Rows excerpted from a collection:
□ □ □
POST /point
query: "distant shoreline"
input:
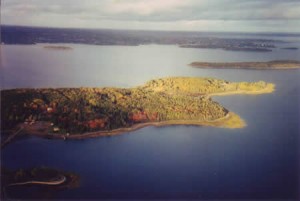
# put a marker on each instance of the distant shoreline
(56, 47)
(269, 65)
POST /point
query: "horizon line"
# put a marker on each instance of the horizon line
□ □ □
▶ TO DO:
Recast every line of the rows above as a numbered list, skipping blank lines and leaving out the pictures.

▶ RESPONSE TO THIS EXERCISE:
1. POST /point
2. query: "distant shoreline"
3. input:
4. # put a marker on each instance of the distant shoreline
5. (56, 47)
6. (269, 65)
7. POST /point
8. query: "horizon line"
9. # put a marker on each instance of the horizon line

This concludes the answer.